Provided entries: Begin
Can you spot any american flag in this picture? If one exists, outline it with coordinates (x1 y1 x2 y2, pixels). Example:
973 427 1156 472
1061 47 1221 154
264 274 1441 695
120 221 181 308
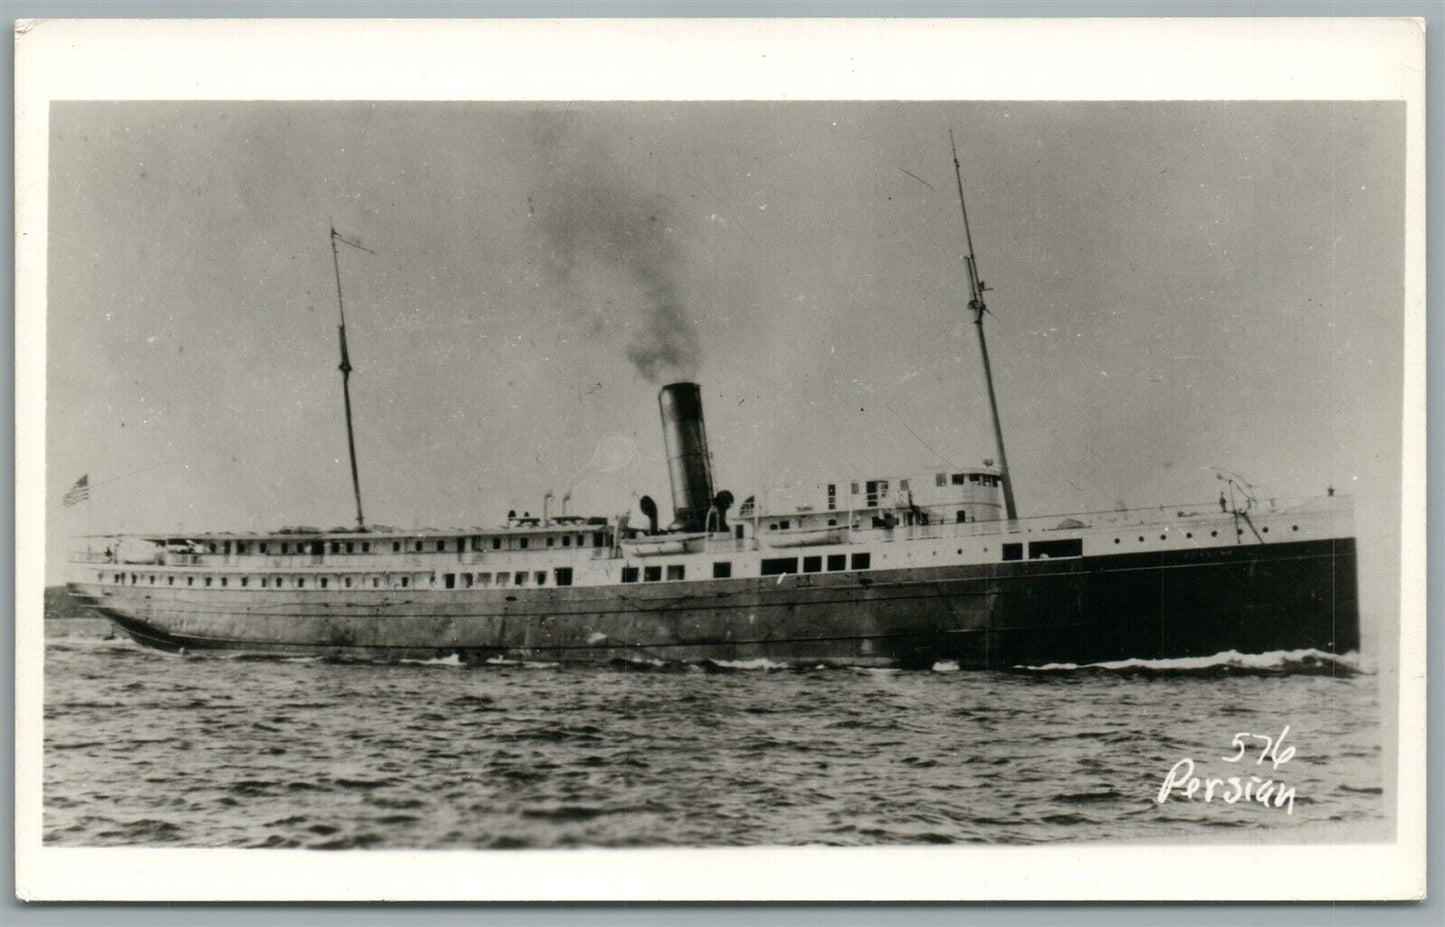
63 474 89 507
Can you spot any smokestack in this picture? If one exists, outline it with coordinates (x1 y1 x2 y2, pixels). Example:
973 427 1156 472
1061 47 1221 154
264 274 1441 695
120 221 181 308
658 382 714 533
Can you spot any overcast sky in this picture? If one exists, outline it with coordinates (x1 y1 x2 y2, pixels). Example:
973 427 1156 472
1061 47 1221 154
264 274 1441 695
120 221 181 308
47 100 1404 610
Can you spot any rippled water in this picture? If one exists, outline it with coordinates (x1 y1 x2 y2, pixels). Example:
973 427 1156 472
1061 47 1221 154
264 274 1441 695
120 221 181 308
44 622 1389 848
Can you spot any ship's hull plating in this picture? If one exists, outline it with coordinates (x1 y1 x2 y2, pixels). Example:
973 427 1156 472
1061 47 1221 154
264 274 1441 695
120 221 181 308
69 538 1358 669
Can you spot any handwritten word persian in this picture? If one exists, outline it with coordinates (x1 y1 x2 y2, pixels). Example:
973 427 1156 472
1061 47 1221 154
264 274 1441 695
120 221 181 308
1156 726 1298 815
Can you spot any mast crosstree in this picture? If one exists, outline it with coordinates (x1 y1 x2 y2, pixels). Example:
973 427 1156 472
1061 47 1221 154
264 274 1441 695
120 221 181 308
949 129 1019 522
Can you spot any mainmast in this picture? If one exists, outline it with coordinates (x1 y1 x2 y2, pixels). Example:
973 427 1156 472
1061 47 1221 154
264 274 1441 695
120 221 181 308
330 225 371 531
949 129 1019 521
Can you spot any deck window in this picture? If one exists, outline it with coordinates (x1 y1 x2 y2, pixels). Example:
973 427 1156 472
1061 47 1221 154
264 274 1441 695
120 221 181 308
827 484 837 511
515 572 527 586
319 578 328 589
187 577 194 586
713 562 732 578
344 577 352 588
779 520 790 530
462 573 473 588
204 577 212 587
554 568 573 587
362 542 370 553
546 537 555 547
621 567 639 583
957 510 968 523
850 552 871 570
761 557 798 576
1029 539 1082 559
260 542 268 554
476 573 491 587
562 535 571 547
400 577 408 588
297 577 305 588
803 556 822 573
666 564 685 581
444 573 456 589
345 542 354 553
937 473 947 487
593 532 606 548
437 540 446 552
644 565 662 582
493 537 502 549
372 577 380 588
827 554 847 571
220 577 228 587
519 538 529 550
900 479 910 492
535 571 547 585
167 576 175 585
1001 543 1023 562
952 473 967 485
240 577 248 587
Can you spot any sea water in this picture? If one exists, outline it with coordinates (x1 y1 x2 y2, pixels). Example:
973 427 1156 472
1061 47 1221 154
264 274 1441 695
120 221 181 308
42 623 1388 848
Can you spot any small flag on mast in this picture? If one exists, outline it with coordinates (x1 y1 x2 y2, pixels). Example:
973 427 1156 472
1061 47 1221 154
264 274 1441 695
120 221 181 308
63 474 89 507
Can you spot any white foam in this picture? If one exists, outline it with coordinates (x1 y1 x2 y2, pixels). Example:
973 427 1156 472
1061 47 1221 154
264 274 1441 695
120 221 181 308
931 660 961 673
1019 648 1362 673
709 657 791 671
400 653 464 667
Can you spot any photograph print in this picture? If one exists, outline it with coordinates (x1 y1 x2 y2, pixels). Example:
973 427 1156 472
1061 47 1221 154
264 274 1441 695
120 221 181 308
16 17 1425 902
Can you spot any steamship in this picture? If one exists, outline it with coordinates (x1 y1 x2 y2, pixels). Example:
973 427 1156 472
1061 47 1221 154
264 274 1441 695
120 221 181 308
65 152 1360 669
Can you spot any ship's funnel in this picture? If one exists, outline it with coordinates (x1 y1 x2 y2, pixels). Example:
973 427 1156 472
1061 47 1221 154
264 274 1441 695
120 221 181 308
658 382 715 533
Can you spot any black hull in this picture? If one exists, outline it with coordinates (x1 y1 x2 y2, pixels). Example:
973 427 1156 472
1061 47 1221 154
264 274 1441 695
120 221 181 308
74 537 1358 670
Provided entries: End
Assigned task: Show each line from the listing above that includes the word "hull".

Response below:
Can you spot any ship's hull plating in this picture? If one exists, outline it with coordinates (x1 y1 x2 y2, pixels). Example:
Can you spot any black hull in this picture? If one exists, outline it with coordinates (x1 y1 x2 y2, pixels). Example:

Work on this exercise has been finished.